GIVEN REQUEST
Turn the records below into a numbered list, one line per item with blank lines dropped, starting at the line containing "[locate] jet engine" and running through the end of the records.

A block of data
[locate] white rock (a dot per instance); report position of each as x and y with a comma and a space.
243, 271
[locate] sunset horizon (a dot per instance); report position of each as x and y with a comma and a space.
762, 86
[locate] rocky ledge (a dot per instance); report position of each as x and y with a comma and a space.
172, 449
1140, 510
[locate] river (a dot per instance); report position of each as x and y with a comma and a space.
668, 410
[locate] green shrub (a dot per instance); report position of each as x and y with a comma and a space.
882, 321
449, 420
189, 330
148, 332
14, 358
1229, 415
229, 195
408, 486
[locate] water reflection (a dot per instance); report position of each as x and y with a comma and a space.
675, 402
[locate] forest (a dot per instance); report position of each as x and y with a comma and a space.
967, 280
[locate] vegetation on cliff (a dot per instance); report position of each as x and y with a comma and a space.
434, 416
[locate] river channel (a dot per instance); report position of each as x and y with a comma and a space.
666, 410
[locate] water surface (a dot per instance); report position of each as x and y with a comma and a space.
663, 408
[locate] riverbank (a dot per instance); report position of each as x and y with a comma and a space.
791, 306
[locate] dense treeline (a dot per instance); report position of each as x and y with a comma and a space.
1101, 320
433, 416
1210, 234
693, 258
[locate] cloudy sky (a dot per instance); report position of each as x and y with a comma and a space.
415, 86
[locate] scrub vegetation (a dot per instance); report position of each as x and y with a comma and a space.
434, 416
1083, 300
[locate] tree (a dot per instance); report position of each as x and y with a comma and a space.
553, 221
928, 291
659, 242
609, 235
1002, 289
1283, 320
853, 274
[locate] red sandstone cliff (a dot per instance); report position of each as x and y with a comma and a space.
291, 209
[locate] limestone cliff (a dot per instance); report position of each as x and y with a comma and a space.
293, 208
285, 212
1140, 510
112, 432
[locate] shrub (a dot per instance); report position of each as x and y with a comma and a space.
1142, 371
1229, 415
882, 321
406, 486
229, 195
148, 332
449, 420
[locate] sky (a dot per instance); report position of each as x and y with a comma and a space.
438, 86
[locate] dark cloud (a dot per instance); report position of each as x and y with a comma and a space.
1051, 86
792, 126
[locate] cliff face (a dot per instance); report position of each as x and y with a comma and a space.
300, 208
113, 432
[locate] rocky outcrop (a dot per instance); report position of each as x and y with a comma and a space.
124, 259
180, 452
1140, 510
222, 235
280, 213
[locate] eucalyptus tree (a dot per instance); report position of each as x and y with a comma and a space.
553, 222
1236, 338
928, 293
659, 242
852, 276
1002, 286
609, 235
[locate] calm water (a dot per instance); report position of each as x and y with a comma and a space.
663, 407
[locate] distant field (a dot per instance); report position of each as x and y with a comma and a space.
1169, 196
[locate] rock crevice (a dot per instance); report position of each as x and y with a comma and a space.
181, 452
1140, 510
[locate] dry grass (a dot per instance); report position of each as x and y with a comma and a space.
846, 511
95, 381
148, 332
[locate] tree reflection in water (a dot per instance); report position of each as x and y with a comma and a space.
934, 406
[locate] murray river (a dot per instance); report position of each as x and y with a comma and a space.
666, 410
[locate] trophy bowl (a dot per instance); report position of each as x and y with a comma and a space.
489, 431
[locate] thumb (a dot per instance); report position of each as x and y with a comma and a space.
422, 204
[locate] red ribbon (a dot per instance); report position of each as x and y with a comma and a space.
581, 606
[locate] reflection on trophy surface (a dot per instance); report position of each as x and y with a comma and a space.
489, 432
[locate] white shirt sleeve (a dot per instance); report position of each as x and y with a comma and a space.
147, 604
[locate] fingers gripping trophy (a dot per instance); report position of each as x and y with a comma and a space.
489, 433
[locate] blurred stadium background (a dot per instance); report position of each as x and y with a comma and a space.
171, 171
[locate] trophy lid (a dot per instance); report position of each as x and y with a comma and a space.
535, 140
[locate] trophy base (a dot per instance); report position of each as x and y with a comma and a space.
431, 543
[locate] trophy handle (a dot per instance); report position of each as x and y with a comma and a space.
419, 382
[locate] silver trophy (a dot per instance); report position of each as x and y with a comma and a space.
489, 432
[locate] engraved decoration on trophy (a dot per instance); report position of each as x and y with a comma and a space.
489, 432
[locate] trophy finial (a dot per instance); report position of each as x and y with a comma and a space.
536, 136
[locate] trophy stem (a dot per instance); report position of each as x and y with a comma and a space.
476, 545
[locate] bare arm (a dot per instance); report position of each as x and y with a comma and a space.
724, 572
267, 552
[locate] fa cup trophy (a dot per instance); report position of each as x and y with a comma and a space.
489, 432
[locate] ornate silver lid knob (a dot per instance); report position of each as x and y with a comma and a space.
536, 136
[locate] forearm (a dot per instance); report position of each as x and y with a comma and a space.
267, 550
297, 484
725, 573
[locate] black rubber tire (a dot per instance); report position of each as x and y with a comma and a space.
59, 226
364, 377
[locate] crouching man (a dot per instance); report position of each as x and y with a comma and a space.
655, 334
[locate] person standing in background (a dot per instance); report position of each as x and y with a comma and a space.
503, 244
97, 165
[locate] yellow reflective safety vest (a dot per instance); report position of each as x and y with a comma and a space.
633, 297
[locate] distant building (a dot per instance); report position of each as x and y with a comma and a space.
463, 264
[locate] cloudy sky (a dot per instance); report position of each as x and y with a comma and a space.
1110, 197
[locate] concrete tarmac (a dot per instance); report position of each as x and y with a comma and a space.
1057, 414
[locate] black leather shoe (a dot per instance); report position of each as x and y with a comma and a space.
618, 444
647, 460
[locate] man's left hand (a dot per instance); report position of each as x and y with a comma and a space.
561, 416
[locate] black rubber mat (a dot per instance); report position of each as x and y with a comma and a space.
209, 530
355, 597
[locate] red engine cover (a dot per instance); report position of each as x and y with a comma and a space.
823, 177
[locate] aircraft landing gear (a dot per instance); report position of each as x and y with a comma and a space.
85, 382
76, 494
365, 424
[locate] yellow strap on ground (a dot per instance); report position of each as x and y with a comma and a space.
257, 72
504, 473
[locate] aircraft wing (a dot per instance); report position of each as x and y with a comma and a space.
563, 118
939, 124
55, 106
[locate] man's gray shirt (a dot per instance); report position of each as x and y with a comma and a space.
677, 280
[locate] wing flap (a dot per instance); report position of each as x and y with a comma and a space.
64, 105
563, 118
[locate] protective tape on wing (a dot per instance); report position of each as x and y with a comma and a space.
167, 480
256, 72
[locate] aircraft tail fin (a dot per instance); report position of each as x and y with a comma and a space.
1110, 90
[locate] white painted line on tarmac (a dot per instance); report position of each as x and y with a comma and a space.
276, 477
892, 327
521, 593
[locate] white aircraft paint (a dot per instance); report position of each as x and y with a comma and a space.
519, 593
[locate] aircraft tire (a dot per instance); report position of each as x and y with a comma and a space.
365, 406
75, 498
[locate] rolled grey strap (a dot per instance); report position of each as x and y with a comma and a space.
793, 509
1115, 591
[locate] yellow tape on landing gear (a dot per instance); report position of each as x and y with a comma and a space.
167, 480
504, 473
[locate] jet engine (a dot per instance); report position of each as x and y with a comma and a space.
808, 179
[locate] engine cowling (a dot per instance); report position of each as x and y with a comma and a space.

THE ANSWER
1. [locate] jet engine (a dot per instance); report position of each as x and y with a comma and a space.
2. 808, 179
3. [locate] engine cowling (a dot per instance); report position of each as x and y with a comma and a space.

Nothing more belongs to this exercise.